Revenue Cycle

Tip: One take on how to classify self-pay patients

Patient Financial Services Weekly Advisor, January 14, 2005

Children's National Medical Center in Washington, DC, segments "self-pay" patients into three financial classes:

  • Straight self pay-those who have no health insurance at all

  • Balance after insurance-when the insurance is paid and parents owe copays, deductibles, noncovered services (if applicable), or coinsurance if they don't have an HMO

  • Payment plan-a parent who doesn't have insurance but has set up a payment plan

    The segmenting process is always a work in progress, but it follows a few patterns, says Lester Poris, CPAM, the organization's manager of credit and collections. Here are three patterns and Poris' strategy for managing the challenges:

    1. When a parent receives a statement, he or she calls customer service, which can take payment over the phone. Otherwise, customer service representatives tell parents where to send the check or they discuss payment plan options with the stipulation that the balance must be paid within six months.

    "If the balance was large, and the parent can only send, say, $25 on a $3,000 bill, we tell them they have to [pay] the balance in six months," Poris says. "If they say they can't, we'll ask for financial data to attempt to set up a reasonable payment plan. If we can't, the account goes to the collection agency."

## Aim of the exercise
Write the next part of the article on classifying self-pay patients, picking up after its last sentence.

## Records shown
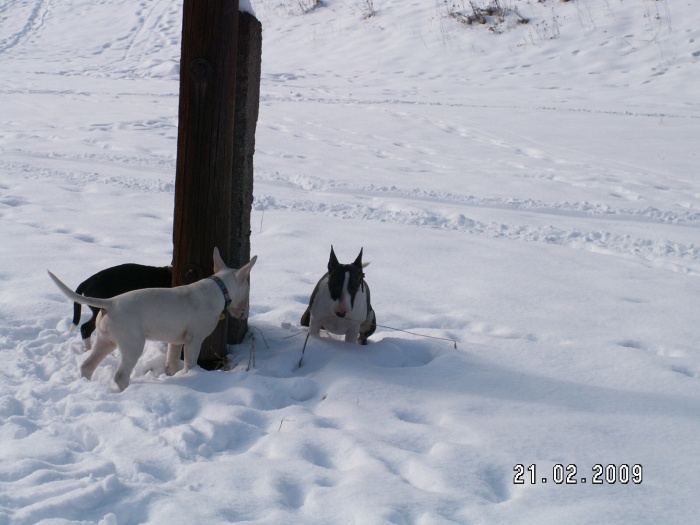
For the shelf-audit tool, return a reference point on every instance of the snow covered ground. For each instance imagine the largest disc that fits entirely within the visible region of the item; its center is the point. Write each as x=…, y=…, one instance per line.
x=530, y=191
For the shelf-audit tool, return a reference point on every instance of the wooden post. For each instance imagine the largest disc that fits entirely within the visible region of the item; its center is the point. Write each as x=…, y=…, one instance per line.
x=205, y=149
x=246, y=117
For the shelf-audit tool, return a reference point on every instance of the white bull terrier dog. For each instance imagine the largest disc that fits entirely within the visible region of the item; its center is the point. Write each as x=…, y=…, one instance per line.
x=184, y=315
x=340, y=303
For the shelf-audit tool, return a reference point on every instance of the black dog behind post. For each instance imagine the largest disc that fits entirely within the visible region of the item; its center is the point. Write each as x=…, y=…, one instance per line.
x=114, y=281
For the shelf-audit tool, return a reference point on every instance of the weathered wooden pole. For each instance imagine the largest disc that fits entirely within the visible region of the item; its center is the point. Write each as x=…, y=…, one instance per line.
x=205, y=149
x=248, y=71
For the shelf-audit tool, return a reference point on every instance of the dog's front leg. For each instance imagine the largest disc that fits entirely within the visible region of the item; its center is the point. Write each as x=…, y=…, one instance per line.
x=103, y=347
x=172, y=359
x=192, y=350
x=314, y=326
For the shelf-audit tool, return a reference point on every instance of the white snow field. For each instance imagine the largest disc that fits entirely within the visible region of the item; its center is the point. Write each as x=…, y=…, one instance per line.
x=529, y=191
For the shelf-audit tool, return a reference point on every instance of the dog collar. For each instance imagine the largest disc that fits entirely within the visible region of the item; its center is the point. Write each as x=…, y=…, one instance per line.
x=224, y=290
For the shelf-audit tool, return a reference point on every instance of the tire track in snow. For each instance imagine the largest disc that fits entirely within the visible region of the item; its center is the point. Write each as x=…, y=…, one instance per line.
x=34, y=21
x=675, y=256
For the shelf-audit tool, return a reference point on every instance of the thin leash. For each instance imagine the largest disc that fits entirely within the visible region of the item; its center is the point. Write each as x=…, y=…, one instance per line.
x=453, y=341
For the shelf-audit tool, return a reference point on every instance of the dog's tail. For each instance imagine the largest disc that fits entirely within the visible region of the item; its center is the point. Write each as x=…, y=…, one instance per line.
x=77, y=307
x=77, y=298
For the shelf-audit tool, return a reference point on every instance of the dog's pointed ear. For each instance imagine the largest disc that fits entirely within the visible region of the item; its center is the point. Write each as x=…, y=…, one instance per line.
x=219, y=263
x=333, y=261
x=243, y=273
x=358, y=261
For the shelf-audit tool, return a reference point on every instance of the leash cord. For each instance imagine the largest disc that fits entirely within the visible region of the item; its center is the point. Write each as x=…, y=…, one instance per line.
x=453, y=341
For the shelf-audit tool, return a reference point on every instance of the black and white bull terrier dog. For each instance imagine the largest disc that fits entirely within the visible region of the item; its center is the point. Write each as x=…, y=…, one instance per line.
x=340, y=303
x=114, y=281
x=180, y=316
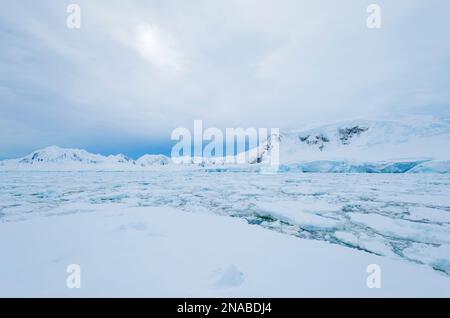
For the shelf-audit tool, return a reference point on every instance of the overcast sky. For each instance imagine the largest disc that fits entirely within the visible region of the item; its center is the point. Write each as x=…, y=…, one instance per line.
x=136, y=70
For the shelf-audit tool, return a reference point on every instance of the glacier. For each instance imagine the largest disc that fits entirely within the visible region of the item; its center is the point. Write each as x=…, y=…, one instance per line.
x=408, y=145
x=347, y=195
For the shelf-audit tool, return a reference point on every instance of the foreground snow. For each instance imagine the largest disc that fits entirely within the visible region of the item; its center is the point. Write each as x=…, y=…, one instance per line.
x=166, y=252
x=197, y=233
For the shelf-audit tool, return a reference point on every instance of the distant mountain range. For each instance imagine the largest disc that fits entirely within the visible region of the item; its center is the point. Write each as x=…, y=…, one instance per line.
x=417, y=144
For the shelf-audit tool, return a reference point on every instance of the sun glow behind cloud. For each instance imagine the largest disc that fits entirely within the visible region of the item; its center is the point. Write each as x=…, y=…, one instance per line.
x=158, y=48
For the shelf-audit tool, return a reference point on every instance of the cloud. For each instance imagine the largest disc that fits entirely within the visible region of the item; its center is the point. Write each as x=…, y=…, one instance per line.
x=138, y=69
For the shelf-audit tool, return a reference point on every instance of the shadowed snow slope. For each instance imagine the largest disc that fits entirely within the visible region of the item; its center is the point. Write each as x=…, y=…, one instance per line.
x=416, y=145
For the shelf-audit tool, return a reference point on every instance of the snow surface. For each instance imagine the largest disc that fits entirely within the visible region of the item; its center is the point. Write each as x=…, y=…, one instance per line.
x=196, y=233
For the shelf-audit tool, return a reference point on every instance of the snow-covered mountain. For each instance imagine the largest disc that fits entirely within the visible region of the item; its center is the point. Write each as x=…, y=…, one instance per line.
x=418, y=144
x=57, y=158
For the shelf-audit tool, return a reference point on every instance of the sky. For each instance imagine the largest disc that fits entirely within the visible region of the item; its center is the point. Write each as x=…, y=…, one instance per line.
x=136, y=70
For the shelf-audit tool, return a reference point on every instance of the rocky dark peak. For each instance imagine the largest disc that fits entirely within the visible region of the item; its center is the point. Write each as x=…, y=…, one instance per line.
x=346, y=134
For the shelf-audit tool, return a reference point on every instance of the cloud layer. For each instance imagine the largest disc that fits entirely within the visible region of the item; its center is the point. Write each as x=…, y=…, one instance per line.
x=138, y=69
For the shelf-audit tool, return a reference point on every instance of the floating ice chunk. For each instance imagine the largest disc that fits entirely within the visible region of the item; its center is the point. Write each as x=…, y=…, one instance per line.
x=303, y=213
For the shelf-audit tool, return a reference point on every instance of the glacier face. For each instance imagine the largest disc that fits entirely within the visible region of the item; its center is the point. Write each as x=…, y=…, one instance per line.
x=418, y=145
x=402, y=216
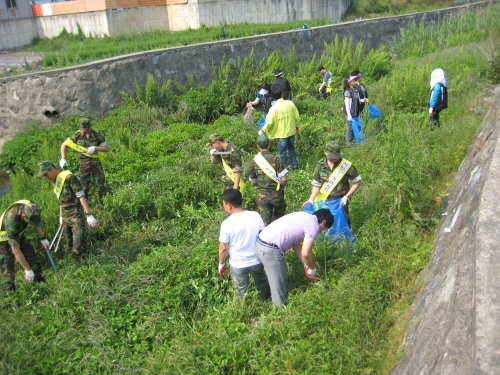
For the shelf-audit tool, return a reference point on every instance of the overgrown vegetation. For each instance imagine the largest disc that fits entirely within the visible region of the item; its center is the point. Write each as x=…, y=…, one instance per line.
x=149, y=301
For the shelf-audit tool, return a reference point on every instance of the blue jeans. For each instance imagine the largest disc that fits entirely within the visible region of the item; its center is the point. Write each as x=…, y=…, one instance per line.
x=285, y=144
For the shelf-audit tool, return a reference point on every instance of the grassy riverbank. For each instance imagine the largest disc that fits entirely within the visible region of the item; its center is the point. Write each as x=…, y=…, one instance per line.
x=149, y=300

## Exercise answer
    2. Parents often come to the hospital or schedule an appointment with a clinic and tell registration staff they don't have insurance. Children's uses two outside agencies to help parents get Medicaid, if eligible. Both agencies have staff on site who will meet with parents and go through the application process.

    3. Children's also uses a financial assistance profile to determine charity care eligibility. The application process, which goes through customer service, uses the Federal Poverty Guidelines as a benchmark. If a parent's income falls within 250% of the guidelines, he or she could be eligible for charity, but would first have to be ineligible for medical assistance and financially unable to set up payment arrangements.